= Reading passage =
The intention today had been to give you some serious reflections on governance issues, including economic governance, across a rather broad front. This is a topic which continues to interest me enormously, and I had indeed prepared some rather detailed remarks on this, and I have also written some rather provocative comments about economic governance issues which stirred a bit of public comment, including over here. But I have decided to put aside my planned remarks, because we agreed all this as a game plan long, long ago, long before a WTO Ministerial meeting happened in Cancun, way back in September of this year, and at a time when we all frankly thought that Cancun would work. But it did not. And now that we are officially in the "post Cancun" period, I rather thought it would be more interesting for this audience to set out my own reflections on where matters stand, and where they should move to next. As I hope you will see, the connection with issues of governance is by no means negligible.
Who killed Cancun ?
Although the statute of limitations for analysis of what happened in Cancun has nearly expired, it remains the starting point. It is impossible to start to tackle the basic choices about what to do next unless we understand that the explanations about what happened in Cancun fall into two broad groups.
The first group of explanations suggests that Cancun was an accident. Two cars, or three cars, or indeed 148 cars, collided on the way to a wedding. Casualty levels still not clear. Road currently blocked, but the police are on the way with heavy lifting equipment. And when the road is clear, providing everyone can still remember the way to the wedding, and providing that everyone is still in the mood, well, then maybe we can still go, there'll still be plenty to eat and drink.

= Challenge A =
According to the speech on Cancun, in what month was the WTO Ministerial meeting held there?
= Challenge B =
In the speech on Cancun, why did the speaker set aside the planned remarks on governance?
= Challenge C =
List every number of cars given in the car-accident image in the speech on Cancun.
The material after this point comes from a separate source and is unrelated to the speech.

= Recorded data =

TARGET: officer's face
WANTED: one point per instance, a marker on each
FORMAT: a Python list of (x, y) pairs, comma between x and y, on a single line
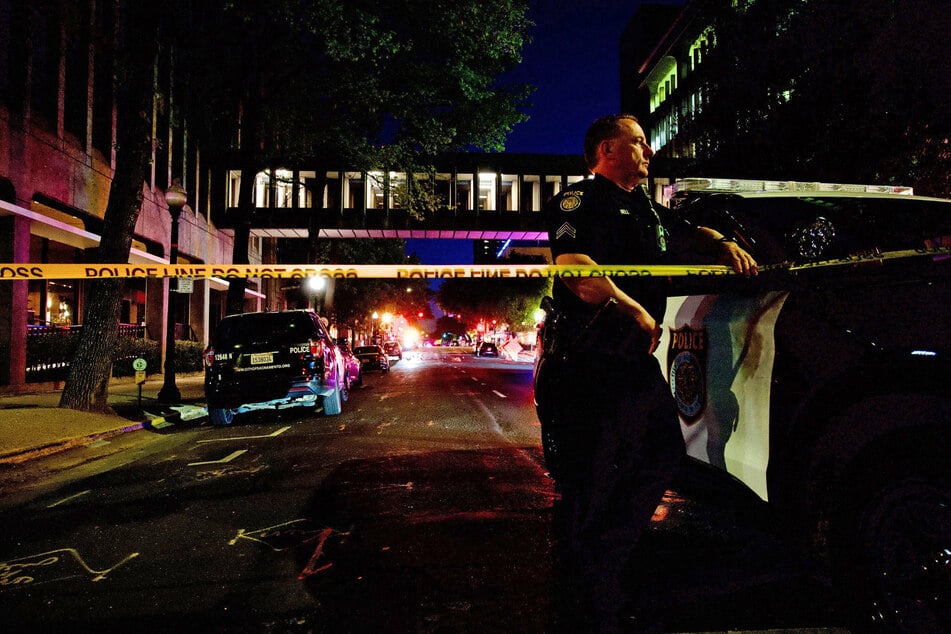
[(633, 154)]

= Exercise answer A =
September

= Exercise answer B =
The plan for those remarks had been agreed long before the Cancun meeting, when everyone expected Cancun to work, and it did not. Now that it was officially the "post Cancun" period, the speaker thought the audience would find it more interesting to hear reflections on where matters stand and where they should move next.

= Exercise answer C =
Two, three, and 148.